Document passage
The land, of course, is Palestinian; here the shepherds of Umm Zuqa have grazed their herds for as long back as human memory reaches. Soon we see a group of maybe six or seven settlers, with heavy woven kipot, the mandatory tzizit fringes flapping as they work with the shovels and other tools they’ve brought along. They’re young, maybe 17 or 18. We pull up and jump from the car, rushing downhill toward them with our cameras whirling, and then something happens that I have never seen before in sixteen years in the occupied territories. They panic, pack up their equipment, and within seconds flee, leaping into their car and heading down the dusty path toward the floor of the valley. Behind them they leave a rudimentary structure of poles, their first experiment in crime. They’ll be back.
Al-Hammeh was brutally demolished by the army some three weeks ago, the tents torn down, their metal frames crushed and broken into pieces. The Ayyub family of 26 souls, including many children, were left without shelter from the fierce sun by day and from the freezing cold at night, not to mention the heavy first rain that sent floods coursing through the wadi. The sheep and goats were also exposed to the elements, and the newborn lambs began dying. When we arrive today at 6 AM, just past dawn, we’re amazed to see that three new tents have been erected, no doubt by some efficient jinn who was summoned by Aladdin from the bottle where he was trapped. Al-Hammeh still lives. It’s a fragile and tentative moment in the endless struggle against the overwhelming forces striving to destroy it. We spend six hours clearing rocks off a slope where the sheep will live. Above the tents, on the nearby hill, the new (illegal) outpost the settlers have been building is, no surprise, still standing, despite visits by the police and the officers of the Civil Administration, who know full well that it shouldn’t be there. Someday, I think, it won’t be there.

Given data
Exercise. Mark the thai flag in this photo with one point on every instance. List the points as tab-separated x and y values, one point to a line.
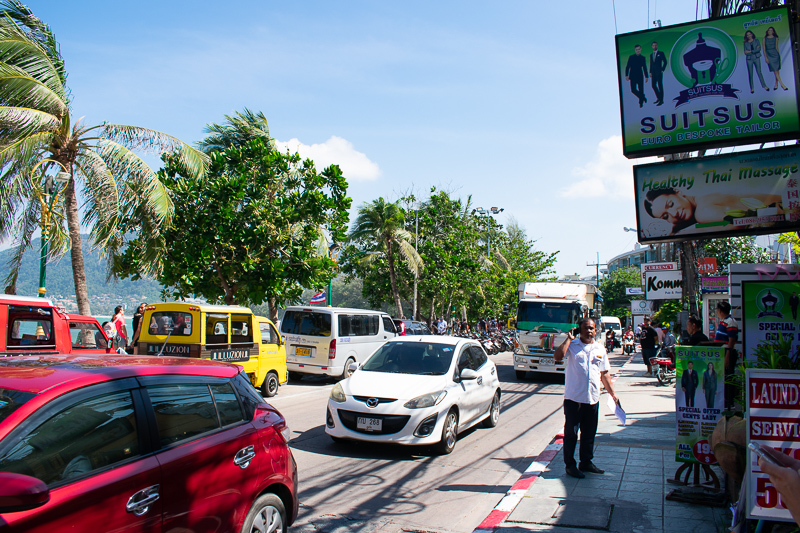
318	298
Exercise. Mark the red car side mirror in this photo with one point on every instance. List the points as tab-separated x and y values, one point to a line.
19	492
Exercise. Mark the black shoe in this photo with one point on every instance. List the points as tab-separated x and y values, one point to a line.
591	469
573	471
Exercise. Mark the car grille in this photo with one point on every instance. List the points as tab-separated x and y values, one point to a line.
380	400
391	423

---

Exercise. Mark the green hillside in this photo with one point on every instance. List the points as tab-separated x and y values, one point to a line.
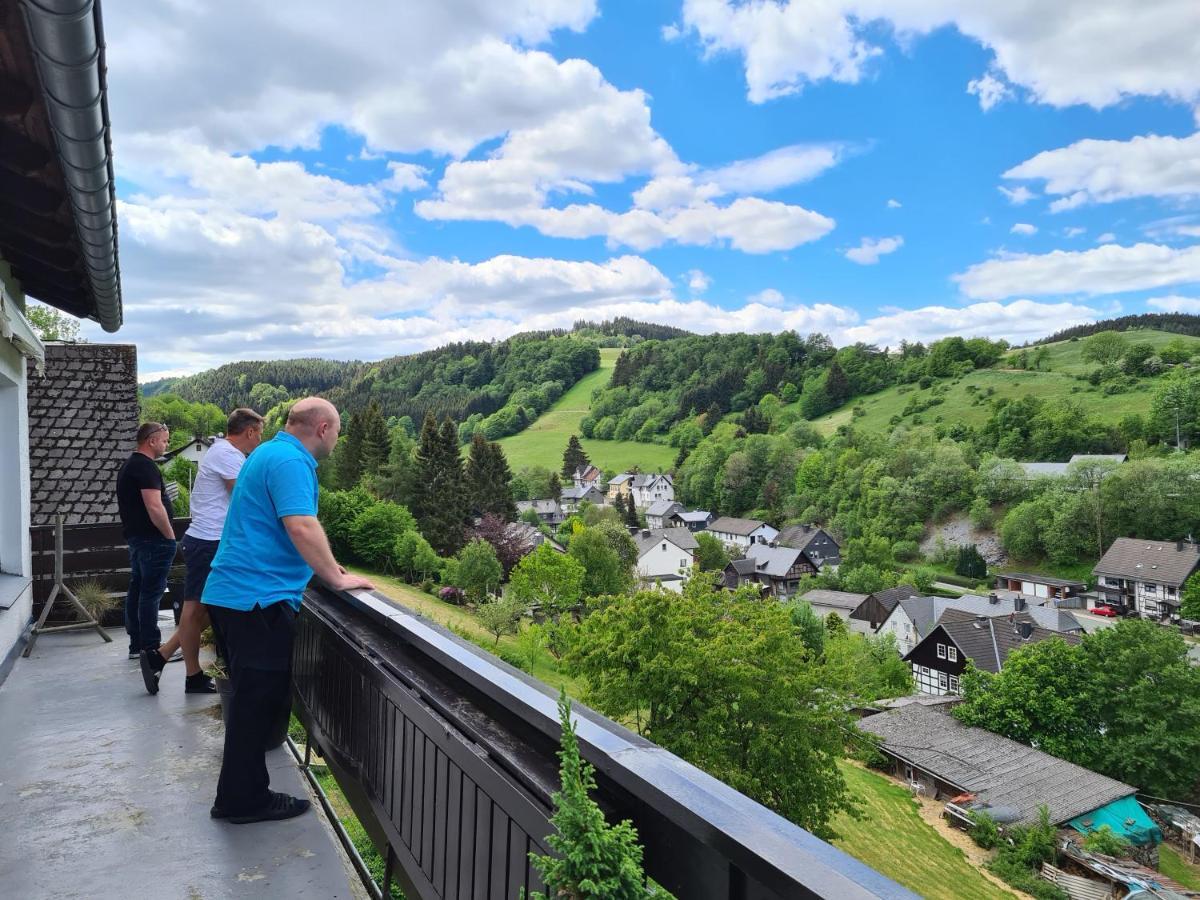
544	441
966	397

Set of tasks
A) In the occupied-territories passage, how many people make up the Ayyub family?
B) Transcribe the occupied-territories passage starting at "The land, of" and ending at "They’ll be back.".
C) Go on with the occupied-territories passage from its last sentence.
The records have no connection to the occupied-territories passage.

Answer set
A) 26

B)
The land, of course, is Palestinian; here the shepherds of Umm Zuqa have grazed their herds for as long back as human memory reaches. Soon we see a group of maybe six or seven settlers, with heavy woven kipot, the mandatory tzizit fringes flapping as they work with the shovels and other tools they’ve brought along. They’re young, maybe 17 or 18. We pull up and jump from the car, rushing downhill toward them with our cameras whirling, and then something happens that I have never seen before in sixteen years in the occupied territories. They panic, pack up their equipment, and within seconds flee, leaping into their car and heading down the dusty path toward the floor of the valley. Behind them they leave a rudimentary structure of poles, their first experiment in crime. They’ll be back.

C)
Clearing those rocks is an object lesson in action for its own sake, for the sake of truth, without thinking much, or at all, about tangible results. Once I let go of the fear that the soldiers will be coming back, very soon, to tear down everything again, once I let my mind and my fingers breathe in the thick and happy present moment, I feel the pure joy of acting, of doing the decent, right thing, no matter what happens next.
The U.S. Embassy is supposed to arrive in a convoy with two senior diplomats whose job is to keep track of settlement activity in the territories. The indomitable Dafna Banai from Machsom Watch is to guide them into the Valley, to al-Hammeh. We want to show them the new outpost, and maybe also take them to Umm Zuqa. But just past Jericho the army calls them and tells them their tour is cancelled because there are, it says, training exercises going on near al-Hammeh. It’s an outright lie, which nicely, incontrovertibly, confirms what we have been arguing for years, namely, that the army doesn’t want these American diplomats to see what’s going on with their own eyes. Within minutes the news—“Israeli Army bars U.S. diplomats from visiting the Jordan Valley”—is on all the media, and first the army spokesman disclaims responsibility and passes the buck to the Civil Administration, which passes it on to some other august body, and so it goes for some time, soldiers and bureaucrats falling over each other to escape the blame for what was obviously another, typical, stupid blunder. A consensus emerges among the veteran activists: this was a very good day for us.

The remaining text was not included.